— Start of PAGE EXCERPT —
2.1 Single-phase networks (Approximate model)

The representation of single-phase distribution networks can be done by an equivalent model on a per phase basis. The terminal voltage is represented as line to neutral and the current is for one phase.

2.1.1 Distribution line modeling

The distribution overhead and underground line segments in a single-phase distribution network can be approximately modeled by series impedances as shown in Figure 2. This approximation is due to fact that shunt admittances of line segments can be ignored in some cases.

Figure 2. Approximate model of a single-phase line

where, Z is the total impedance of the line. R and X represent the total resistance and reactance of the line. The total line impedance can be represented as (r+jwL)l=R+jX. The values; r and L are the per phase resistance and inductance per unit length, respectively. l is the line length. Vn and In are the phase voltage and current at the sending end of the line, and Vm and Im are the phase voltage and current at the receiving end of the line. IL represents the line current.
— End of PAGE EXCERPT —
GIVEN REQUEST 1.
Convert part of the records into a Markdown table with the columns Row and Line, starting at the line that contains "Segment jacket sleeve in the image above." and stopping after the line that contains "[396,185,499,262]". Skip blank lines and leave the pictures out.
— Start of RAW RECORDS —
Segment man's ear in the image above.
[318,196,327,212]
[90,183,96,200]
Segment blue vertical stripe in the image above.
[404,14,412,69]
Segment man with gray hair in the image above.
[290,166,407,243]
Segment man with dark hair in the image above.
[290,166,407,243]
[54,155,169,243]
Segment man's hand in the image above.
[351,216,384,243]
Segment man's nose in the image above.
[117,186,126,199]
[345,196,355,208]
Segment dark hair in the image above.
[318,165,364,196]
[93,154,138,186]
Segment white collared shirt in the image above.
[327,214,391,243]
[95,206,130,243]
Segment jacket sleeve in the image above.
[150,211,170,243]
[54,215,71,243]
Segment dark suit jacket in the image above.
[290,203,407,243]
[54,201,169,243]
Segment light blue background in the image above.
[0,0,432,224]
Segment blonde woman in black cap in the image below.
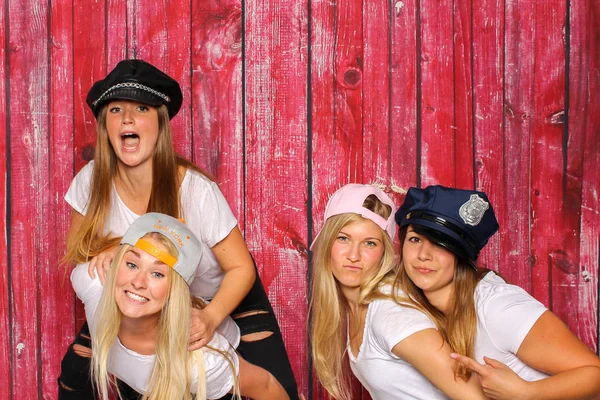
[395,186,600,400]
[71,213,288,400]
[310,184,485,400]
[59,60,297,399]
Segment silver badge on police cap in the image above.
[458,194,490,226]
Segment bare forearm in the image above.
[527,366,600,400]
[205,266,256,325]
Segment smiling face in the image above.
[106,100,159,167]
[330,219,385,301]
[115,237,171,319]
[402,226,457,304]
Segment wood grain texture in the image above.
[418,0,458,187]
[8,0,48,399]
[244,0,308,392]
[388,0,420,194]
[45,0,75,394]
[498,1,534,293]
[566,0,600,352]
[525,1,579,318]
[0,0,13,399]
[0,0,600,400]
[470,0,504,272]
[134,0,193,159]
[191,0,245,222]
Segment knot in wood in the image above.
[344,68,361,86]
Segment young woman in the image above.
[59,60,297,399]
[71,213,288,400]
[311,184,484,400]
[395,186,600,400]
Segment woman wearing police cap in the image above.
[394,186,600,399]
[59,60,297,399]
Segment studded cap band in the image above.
[92,82,171,106]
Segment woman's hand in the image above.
[450,353,528,400]
[88,246,119,285]
[189,306,218,351]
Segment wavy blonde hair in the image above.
[91,232,239,400]
[62,103,211,265]
[392,226,489,382]
[310,195,396,400]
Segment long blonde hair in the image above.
[62,103,210,264]
[393,226,489,381]
[91,233,239,400]
[310,195,396,400]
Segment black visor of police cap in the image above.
[86,60,183,119]
[396,185,499,262]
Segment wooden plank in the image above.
[38,0,75,393]
[499,1,534,292]
[135,0,193,159]
[105,0,126,64]
[72,1,110,339]
[8,1,49,399]
[244,1,308,392]
[471,0,504,272]
[523,1,568,316]
[73,1,107,172]
[452,0,480,189]
[190,0,245,222]
[567,0,600,352]
[389,0,420,195]
[0,0,10,399]
[417,0,457,187]
[309,1,364,398]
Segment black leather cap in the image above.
[86,60,183,118]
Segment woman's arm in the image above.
[238,357,289,400]
[190,226,256,350]
[506,311,600,400]
[392,329,486,400]
[67,208,84,249]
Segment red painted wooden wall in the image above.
— End of RAW RECORDS —
GIVEN REQUEST 2.
Duplicate the passage on single-phase networks from the words "The representation of" through the words "for one phase.", word for word.

COMPLETE ANSWER 1.
| Row | Line |
|---|---|
| 1 | Segment jacket sleeve in the image above. |
| 2 | [150,211,170,243] |
| 3 | [54,215,71,243] |
| 4 | Segment dark suit jacket in the image above. |
| 5 | [290,203,407,243] |
| 6 | [54,201,169,243] |
| 7 | Segment light blue background in the image above. |
| 8 | [0,0,432,224] |
| 9 | Segment blonde woman in black cap in the image below. |
| 10 | [395,186,600,400] |
| 11 | [71,213,288,400] |
| 12 | [310,184,485,400] |
| 13 | [59,60,297,399] |
| 14 | Segment silver badge on police cap in the image above. |
| 15 | [458,194,490,226] |
| 16 | Segment bare forearm in the image above. |
| 17 | [527,366,600,400] |
| 18 | [205,266,256,325] |
| 19 | Segment smiling face in the image above. |
| 20 | [106,100,159,167] |
| 21 | [330,219,385,301] |
| 22 | [115,237,171,319] |
| 23 | [402,226,457,304] |
| 24 | Segment wood grain texture in the image above. |
| 25 | [418,0,458,187] |
| 26 | [8,0,48,399] |
| 27 | [244,0,308,392] |
| 28 | [388,0,420,194] |
| 29 | [45,0,75,394] |
| 30 | [498,1,534,293] |
| 31 | [566,0,600,352] |
| 32 | [525,1,579,318] |
| 33 | [0,0,13,399] |
| 34 | [0,0,600,400] |
| 35 | [470,0,504,272] |
| 36 | [134,0,193,159] |
| 37 | [191,0,245,222] |
| 38 | Segment knot in wood in the image above. |
| 39 | [344,68,361,86] |
| 40 | Segment young woman in the image above. |
| 41 | [59,60,297,399] |
| 42 | [71,213,288,400] |
| 43 | [311,184,484,400] |
| 44 | [395,186,600,400] |
| 45 | Segment woman wearing police cap in the image above. |
| 46 | [394,186,600,399] |
| 47 | [59,60,297,399] |
| 48 | Segment studded cap band in the image above. |
| 49 | [92,82,171,106] |
| 50 | Segment woman's hand in the image above. |
| 51 | [450,353,528,400] |
| 52 | [88,246,119,285] |
| 53 | [189,306,218,351] |
| 54 | Segment wavy blonde hair in the image above. |
| 55 | [91,232,239,400] |
| 56 | [62,103,211,265] |
| 57 | [392,226,489,382] |
| 58 | [310,195,396,400] |
| 59 | Segment long blonde hair in the image above. |
| 60 | [62,103,210,264] |
| 61 | [393,226,489,381] |
| 62 | [91,233,239,400] |
| 63 | [310,195,396,400] |
| 64 | Segment black visor of police cap in the image above. |
| 65 | [86,60,183,119] |
| 66 | [396,185,499,262] |

COMPLETE ANSWER 2.
The representation of single-phase distribution networks can be done by an equivalent model on a per phase basis. The terminal voltage is represented as line to neutral and the current is for one phase.